** BEGIN DOCUMENT EXTRACT **

I am trying to merge two datasets which are results of two different searches on a particular field value common to both. The field I want to merge on is not a 'primary key' of any of the datasets, and therefore there's multiple events in each of these datasets with a given value of this field. My expected result is that for each event in the first dataset with a particular value of that field, I will end up producing n events in the resulting dataset, where n is the number of events in the second dataset that have that particular value in the field. So for example, if I have 3 events with that field value in dataset A and 4 events with that particular field value in dataset B, then I expect to have 12 events in the result dataset (after the merge). What Splunk command/s would be useful to merge these datasets in this fashion?

** END DOCUMENT EXTRACT **

### PROBLEMS TO SOLVE
(1) Answer these questions about the Splunk post:
(a) What is the shared field not, for either dataset?
(b) With 3 matching events in dataset A and 4 in dataset B, how many events are expected after the merge?
(c) What does the poster want to know which command or commands to use for?
(2) Rewrite everything in the Splunk post from "I am trying" down to "in this fashion?", swapping "events" for "records".
The entries have no connection to the Splunk post.

** BEGIN RAW DATA **

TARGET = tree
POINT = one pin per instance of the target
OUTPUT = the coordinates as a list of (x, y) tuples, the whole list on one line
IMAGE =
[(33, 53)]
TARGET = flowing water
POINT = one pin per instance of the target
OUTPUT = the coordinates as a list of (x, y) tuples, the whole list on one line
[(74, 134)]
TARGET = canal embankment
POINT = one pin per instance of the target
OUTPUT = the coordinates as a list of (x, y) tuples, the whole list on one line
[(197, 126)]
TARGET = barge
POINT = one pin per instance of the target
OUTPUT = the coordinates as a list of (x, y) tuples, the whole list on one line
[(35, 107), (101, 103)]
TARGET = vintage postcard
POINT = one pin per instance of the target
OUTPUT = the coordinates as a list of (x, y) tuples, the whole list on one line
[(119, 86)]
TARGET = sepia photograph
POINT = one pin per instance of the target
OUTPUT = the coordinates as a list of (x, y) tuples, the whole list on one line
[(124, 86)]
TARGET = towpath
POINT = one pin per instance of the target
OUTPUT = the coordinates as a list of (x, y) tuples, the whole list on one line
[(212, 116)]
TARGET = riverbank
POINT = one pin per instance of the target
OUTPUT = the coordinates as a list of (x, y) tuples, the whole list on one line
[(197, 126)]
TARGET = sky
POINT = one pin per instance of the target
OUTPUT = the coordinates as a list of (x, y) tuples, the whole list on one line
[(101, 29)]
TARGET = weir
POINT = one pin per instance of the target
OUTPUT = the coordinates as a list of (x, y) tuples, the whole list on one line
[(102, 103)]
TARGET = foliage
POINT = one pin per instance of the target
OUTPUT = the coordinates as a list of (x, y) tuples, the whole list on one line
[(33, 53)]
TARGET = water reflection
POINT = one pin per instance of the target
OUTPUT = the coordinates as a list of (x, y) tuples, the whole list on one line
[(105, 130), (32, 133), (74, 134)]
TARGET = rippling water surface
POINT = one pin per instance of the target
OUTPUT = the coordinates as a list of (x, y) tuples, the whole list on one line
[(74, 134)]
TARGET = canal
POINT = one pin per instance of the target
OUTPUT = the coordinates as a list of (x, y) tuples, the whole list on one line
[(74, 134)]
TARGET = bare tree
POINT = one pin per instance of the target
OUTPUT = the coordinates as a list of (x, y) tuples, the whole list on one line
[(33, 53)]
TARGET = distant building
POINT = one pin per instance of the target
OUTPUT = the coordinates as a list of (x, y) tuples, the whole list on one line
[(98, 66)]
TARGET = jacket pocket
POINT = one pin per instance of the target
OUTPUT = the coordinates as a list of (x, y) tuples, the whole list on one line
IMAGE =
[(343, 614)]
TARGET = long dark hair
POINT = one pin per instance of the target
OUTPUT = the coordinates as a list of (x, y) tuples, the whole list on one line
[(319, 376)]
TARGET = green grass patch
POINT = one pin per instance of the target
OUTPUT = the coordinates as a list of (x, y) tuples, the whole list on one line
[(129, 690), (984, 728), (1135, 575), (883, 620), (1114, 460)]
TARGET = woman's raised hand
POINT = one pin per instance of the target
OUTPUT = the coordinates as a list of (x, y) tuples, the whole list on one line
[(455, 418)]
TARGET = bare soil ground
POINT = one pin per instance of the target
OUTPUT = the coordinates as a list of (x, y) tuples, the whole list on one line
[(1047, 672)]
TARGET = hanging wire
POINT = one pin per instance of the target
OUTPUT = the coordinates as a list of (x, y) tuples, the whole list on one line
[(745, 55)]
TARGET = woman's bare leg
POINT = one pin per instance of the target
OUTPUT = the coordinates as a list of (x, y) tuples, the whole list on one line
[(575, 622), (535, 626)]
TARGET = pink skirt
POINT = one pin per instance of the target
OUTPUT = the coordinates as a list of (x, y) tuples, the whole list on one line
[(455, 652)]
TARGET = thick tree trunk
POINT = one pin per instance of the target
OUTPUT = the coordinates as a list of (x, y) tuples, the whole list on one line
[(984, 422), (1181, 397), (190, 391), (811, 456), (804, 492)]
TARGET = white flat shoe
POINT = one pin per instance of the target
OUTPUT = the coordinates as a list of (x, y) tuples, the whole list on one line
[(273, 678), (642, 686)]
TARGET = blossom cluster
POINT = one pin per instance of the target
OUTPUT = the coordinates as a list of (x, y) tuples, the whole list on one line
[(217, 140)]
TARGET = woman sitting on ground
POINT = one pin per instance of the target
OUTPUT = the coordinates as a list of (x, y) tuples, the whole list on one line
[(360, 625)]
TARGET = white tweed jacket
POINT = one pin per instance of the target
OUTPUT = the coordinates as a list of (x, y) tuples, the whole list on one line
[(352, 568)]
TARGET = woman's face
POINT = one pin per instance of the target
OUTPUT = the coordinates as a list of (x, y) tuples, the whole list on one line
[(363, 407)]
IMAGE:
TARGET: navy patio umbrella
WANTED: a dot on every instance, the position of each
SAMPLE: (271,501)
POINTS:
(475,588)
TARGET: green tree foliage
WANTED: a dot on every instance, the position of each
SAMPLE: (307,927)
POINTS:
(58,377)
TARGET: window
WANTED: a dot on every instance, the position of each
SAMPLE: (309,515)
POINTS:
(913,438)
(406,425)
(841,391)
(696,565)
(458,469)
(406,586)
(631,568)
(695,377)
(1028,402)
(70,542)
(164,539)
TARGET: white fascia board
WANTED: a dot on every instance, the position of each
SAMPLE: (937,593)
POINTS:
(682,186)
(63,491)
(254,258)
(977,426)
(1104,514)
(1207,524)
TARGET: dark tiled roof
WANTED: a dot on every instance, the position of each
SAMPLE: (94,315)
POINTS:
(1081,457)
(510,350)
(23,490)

** END RAW DATA **
** BEGIN RAW DATA **

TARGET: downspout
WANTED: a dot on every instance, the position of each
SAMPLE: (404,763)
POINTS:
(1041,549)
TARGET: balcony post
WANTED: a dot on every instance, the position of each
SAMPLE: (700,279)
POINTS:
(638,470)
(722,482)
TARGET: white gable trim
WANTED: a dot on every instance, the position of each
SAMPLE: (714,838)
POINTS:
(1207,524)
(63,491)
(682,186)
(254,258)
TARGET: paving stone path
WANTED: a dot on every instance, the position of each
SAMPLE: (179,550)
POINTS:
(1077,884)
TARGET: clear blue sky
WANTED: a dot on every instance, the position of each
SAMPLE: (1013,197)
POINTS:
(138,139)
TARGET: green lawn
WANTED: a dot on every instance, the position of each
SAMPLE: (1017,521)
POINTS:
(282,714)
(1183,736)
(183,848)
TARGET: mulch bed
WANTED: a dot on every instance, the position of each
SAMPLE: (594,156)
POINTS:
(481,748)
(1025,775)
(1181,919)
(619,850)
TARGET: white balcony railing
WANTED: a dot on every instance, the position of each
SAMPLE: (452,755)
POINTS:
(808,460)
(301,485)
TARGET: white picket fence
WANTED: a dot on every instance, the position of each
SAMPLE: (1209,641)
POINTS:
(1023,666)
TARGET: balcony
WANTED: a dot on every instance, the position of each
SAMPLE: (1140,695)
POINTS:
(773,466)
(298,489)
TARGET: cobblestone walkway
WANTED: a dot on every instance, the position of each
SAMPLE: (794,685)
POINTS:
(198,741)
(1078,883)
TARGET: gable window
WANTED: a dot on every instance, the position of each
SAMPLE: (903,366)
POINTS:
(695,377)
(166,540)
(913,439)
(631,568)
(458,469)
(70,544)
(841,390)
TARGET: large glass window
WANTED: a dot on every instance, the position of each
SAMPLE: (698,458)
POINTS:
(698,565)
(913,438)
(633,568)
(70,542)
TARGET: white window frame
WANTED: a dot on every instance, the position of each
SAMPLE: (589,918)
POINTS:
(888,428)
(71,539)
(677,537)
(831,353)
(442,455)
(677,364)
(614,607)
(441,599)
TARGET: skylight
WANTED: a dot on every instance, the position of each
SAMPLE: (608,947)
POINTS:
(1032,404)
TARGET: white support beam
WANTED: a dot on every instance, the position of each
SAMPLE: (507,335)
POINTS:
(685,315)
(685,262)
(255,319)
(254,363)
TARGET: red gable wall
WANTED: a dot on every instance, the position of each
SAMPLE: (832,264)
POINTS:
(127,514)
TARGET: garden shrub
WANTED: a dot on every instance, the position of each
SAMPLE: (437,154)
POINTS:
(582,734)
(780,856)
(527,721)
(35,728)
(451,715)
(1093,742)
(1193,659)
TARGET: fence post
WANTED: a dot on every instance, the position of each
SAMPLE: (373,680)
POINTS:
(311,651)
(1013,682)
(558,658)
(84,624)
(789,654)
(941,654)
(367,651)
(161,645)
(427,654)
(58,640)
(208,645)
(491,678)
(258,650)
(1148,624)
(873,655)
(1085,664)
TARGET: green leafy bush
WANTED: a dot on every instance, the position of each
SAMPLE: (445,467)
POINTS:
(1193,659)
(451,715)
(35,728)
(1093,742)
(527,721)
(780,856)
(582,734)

** END RAW DATA **
** BEGIN RAW DATA **

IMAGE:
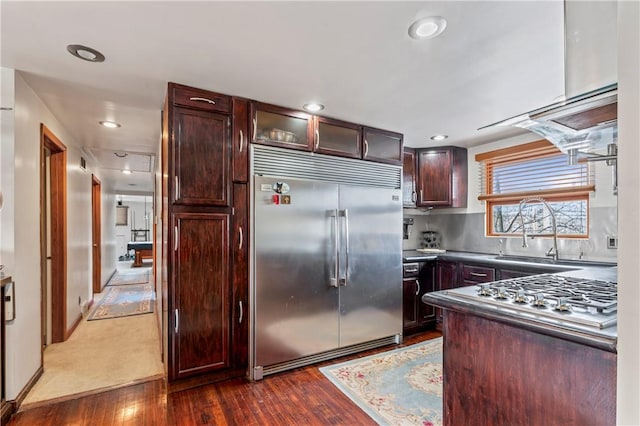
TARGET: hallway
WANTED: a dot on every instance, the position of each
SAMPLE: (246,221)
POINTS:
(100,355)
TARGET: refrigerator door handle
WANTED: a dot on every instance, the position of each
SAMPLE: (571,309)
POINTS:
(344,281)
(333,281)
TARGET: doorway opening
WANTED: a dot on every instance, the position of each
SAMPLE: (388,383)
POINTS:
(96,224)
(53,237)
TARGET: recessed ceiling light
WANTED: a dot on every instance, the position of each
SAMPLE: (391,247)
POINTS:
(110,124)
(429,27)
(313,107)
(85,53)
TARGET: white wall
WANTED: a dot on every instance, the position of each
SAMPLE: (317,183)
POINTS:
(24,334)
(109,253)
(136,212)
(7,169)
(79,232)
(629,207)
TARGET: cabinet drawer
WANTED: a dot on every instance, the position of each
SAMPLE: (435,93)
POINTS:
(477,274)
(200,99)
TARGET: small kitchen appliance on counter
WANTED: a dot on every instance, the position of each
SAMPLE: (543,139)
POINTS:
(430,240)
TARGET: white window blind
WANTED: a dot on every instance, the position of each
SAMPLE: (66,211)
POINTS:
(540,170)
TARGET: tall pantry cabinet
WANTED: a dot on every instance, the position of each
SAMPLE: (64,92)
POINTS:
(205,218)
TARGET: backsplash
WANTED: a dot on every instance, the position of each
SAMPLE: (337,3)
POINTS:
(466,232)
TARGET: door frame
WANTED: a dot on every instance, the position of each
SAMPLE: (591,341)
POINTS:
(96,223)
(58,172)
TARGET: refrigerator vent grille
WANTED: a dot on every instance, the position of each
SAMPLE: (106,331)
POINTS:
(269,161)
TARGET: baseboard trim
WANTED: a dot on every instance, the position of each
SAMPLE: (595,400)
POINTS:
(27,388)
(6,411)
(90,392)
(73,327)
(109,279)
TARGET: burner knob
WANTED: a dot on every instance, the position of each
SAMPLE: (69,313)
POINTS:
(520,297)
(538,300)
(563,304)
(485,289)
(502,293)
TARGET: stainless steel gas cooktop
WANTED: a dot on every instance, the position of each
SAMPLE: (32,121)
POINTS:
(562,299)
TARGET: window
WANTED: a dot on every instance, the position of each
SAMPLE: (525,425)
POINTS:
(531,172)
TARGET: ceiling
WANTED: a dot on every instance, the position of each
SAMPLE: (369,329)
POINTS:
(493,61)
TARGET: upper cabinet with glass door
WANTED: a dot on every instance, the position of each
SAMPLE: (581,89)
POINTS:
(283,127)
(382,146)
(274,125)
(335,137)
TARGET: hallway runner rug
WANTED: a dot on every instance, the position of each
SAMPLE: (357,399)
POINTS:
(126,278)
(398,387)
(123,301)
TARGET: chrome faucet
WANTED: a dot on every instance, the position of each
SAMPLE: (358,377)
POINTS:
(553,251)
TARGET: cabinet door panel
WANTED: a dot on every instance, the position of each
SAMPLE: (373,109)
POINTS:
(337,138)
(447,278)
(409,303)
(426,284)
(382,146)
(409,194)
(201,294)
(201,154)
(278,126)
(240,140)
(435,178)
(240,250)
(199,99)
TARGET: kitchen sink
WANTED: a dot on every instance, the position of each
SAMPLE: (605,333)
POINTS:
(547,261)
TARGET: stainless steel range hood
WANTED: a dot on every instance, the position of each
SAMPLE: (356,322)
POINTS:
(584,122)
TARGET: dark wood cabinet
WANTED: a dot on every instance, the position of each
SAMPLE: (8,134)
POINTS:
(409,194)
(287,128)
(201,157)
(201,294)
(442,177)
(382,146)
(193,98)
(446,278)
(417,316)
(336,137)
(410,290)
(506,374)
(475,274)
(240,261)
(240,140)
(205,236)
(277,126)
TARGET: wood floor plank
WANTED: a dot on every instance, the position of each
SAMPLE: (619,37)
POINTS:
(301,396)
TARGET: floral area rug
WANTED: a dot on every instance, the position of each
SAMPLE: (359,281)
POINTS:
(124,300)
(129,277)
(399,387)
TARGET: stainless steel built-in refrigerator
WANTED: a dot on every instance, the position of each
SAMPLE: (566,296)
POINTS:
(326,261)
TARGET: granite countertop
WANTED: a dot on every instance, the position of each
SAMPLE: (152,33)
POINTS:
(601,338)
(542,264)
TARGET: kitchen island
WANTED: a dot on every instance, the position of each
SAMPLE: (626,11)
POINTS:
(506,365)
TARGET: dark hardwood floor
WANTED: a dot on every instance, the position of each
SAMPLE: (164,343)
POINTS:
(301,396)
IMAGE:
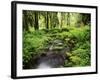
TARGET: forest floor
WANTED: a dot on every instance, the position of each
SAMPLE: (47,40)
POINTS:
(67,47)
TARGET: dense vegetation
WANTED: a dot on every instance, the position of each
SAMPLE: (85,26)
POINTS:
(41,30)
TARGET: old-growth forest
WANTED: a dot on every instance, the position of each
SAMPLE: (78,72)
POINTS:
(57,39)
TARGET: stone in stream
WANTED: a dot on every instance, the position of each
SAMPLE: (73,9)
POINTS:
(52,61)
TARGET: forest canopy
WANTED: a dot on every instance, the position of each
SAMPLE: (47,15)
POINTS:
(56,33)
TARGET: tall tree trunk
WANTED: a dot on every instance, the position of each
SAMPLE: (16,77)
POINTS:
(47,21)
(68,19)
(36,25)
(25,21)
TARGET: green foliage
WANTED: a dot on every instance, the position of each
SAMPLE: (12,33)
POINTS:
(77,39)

** END RAW DATA **

### EXPECTED OUTPUTS
(1)
(a) A 'primary key'.
(b) 12 events.
(c) To merge the two datasets so that each event in the first produces one event for every event in the second that has the same field value.

(2)
I am trying to merge two datasets which are results of two different searches on a particular field value common to both. The field I want to merge on is not a 'primary key' of any of the datasets, and therefore there's multiple records in each of these datasets with a given value of this field. My expected result is that for each event in the first dataset with a particular value of that field, I will end up producing n records in the resulting dataset, where n is the number of records in the second dataset that have that particular value in the field. So for example, if I have 3 records with that field value in dataset A and 4 records with that particular field value in dataset B, then I expect to have 12 records in the result dataset (after the merge). What Splunk command/s would be useful to merge these datasets in this fashion?